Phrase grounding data
========================================
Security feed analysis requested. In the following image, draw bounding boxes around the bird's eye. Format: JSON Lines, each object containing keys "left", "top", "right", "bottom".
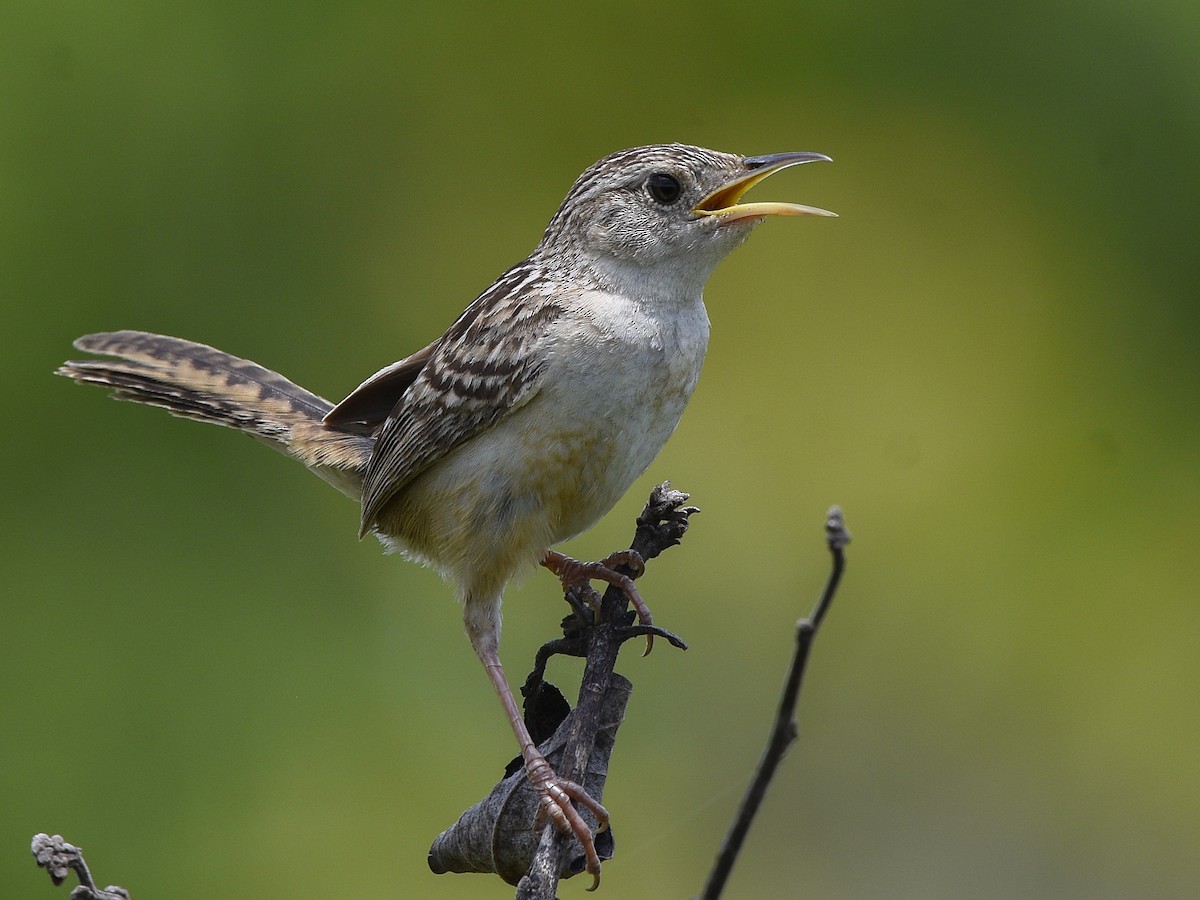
{"left": 645, "top": 173, "right": 682, "bottom": 205}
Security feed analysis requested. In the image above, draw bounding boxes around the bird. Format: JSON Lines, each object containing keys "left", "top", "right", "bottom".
{"left": 56, "top": 143, "right": 834, "bottom": 888}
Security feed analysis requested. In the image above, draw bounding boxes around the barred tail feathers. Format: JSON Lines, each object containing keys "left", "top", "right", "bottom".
{"left": 57, "top": 331, "right": 371, "bottom": 494}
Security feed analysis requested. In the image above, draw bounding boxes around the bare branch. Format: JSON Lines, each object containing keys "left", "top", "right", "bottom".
{"left": 517, "top": 484, "right": 698, "bottom": 897}
{"left": 31, "top": 833, "right": 130, "bottom": 900}
{"left": 427, "top": 483, "right": 697, "bottom": 896}
{"left": 699, "top": 506, "right": 852, "bottom": 900}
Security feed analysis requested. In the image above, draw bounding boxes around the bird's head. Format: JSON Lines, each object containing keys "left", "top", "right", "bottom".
{"left": 536, "top": 143, "right": 835, "bottom": 297}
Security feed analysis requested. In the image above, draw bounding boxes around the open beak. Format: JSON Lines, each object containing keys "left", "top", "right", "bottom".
{"left": 693, "top": 151, "right": 836, "bottom": 223}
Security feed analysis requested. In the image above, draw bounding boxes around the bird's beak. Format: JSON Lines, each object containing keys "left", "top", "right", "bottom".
{"left": 692, "top": 151, "right": 837, "bottom": 223}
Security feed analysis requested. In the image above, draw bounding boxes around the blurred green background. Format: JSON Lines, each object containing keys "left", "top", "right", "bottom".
{"left": 5, "top": 1, "right": 1198, "bottom": 897}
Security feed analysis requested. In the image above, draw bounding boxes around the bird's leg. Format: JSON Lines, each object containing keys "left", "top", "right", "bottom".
{"left": 542, "top": 549, "right": 654, "bottom": 654}
{"left": 478, "top": 646, "right": 609, "bottom": 889}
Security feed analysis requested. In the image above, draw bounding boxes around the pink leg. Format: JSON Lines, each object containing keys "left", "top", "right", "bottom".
{"left": 479, "top": 646, "right": 609, "bottom": 890}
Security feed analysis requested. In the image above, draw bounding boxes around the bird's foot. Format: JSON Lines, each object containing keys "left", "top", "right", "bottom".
{"left": 541, "top": 549, "right": 655, "bottom": 654}
{"left": 525, "top": 752, "right": 610, "bottom": 890}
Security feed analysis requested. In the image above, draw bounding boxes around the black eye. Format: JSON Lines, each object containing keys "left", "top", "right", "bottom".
{"left": 645, "top": 173, "right": 682, "bottom": 205}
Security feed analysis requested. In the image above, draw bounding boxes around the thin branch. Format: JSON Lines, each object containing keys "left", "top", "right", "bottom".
{"left": 699, "top": 506, "right": 852, "bottom": 900}
{"left": 31, "top": 833, "right": 130, "bottom": 900}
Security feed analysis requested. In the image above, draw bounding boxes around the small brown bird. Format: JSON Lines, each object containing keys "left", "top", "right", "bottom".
{"left": 57, "top": 143, "right": 834, "bottom": 887}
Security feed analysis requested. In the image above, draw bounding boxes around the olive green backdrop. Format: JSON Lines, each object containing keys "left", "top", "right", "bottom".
{"left": 5, "top": 1, "right": 1198, "bottom": 897}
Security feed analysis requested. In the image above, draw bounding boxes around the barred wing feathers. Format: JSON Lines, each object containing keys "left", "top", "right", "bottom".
========================================
THE TASK
Leave the images out and give the rest of the data again exactly.

SOLUTION TO THIS TASK
Security feed analysis requested. In the following image, draw bounding boxes around the bird's eye. Format: JSON Lines, each object containing keys "left", "top", "right", "bottom".
{"left": 645, "top": 173, "right": 682, "bottom": 205}
Security feed analysis requested. In the image above, draw bounding boxes around the bird. Format: JSON Lines, each object containing keys "left", "top", "right", "bottom".
{"left": 56, "top": 143, "right": 834, "bottom": 888}
Security feed analysis requested. In the image above, draw bounding boxes around the barred tail feathers. Format: JSON Lines, each object containing keys "left", "top", "right", "bottom".
{"left": 57, "top": 331, "right": 371, "bottom": 494}
Security feed analysis requested. In the image above, draw bounding boxes around the bare branch. Format: JSON Lines, each object containing keys "left", "top", "right", "bottom".
{"left": 517, "top": 484, "right": 698, "bottom": 897}
{"left": 31, "top": 833, "right": 130, "bottom": 900}
{"left": 427, "top": 483, "right": 697, "bottom": 896}
{"left": 699, "top": 506, "right": 852, "bottom": 900}
Security feed analysis requested. In the image above, draw bounding boxes around the bird's head. Format: JSON Lines, each object containing keys "left", "top", "right", "bottom".
{"left": 536, "top": 143, "right": 835, "bottom": 297}
Security feed analysis requested. In the image above, draw bounding boxes around the open beak. Format: JSON Lines, each object containing keys "left", "top", "right", "bottom".
{"left": 693, "top": 151, "right": 836, "bottom": 223}
Security feed analysis requested. In the image above, draw bounding boxes around the bird's beak. Format: JSON Lines, each object containing keys "left", "top", "right", "bottom".
{"left": 692, "top": 151, "right": 837, "bottom": 223}
Security feed analysis requested. In the image above, draw bounding boxes around the blurred green background. Format: JSON Lines, each object containing keys "left", "top", "right", "bottom".
{"left": 5, "top": 1, "right": 1198, "bottom": 897}
Security feed analysis requested. In the image above, draw bounding boxes around the bird's leg. Format: JSON Lines, each object containing keys "left", "top", "right", "bottom".
{"left": 542, "top": 549, "right": 654, "bottom": 654}
{"left": 478, "top": 646, "right": 609, "bottom": 889}
Security feed analysis requested. In the image above, draw bounding boxes around the pink leg. Format: JSON Lines, each object containing keys "left", "top", "right", "bottom".
{"left": 479, "top": 646, "right": 609, "bottom": 890}
Security feed analysis requested. In the image above, draw bounding boxes around the bird's foot. Format: JSON Lines, each object containing keys "left", "top", "right", "bottom".
{"left": 541, "top": 549, "right": 655, "bottom": 654}
{"left": 525, "top": 752, "right": 610, "bottom": 890}
Security feed analysis requested. In the image above, draw bounding boxes around the black eye. Format: JSON Lines, each object containing keys "left", "top", "right", "bottom".
{"left": 645, "top": 173, "right": 682, "bottom": 205}
Security feed analysis requested. In the image above, draw bounding boxes around the thin branch. Format: JSON Lines, each object containing keys "left", "top", "right", "bottom".
{"left": 699, "top": 506, "right": 852, "bottom": 900}
{"left": 31, "top": 833, "right": 130, "bottom": 900}
Security feed analysis requested. In the image above, draw bounding boxes around the small brown bird. Format: JSON Lines, each object containing keys "left", "top", "right", "bottom".
{"left": 57, "top": 143, "right": 834, "bottom": 887}
Security feed analysis requested. In the image above, draw bounding boxes around the olive green backdrop. Format: JSON Lines, each object containing keys "left", "top", "right", "bottom".
{"left": 5, "top": 1, "right": 1198, "bottom": 897}
Security feed analysis requested. In the image above, draw bounding boxes around the barred wing feathers. Format: JSON Lines, each object containing keys "left", "top", "right", "bottom".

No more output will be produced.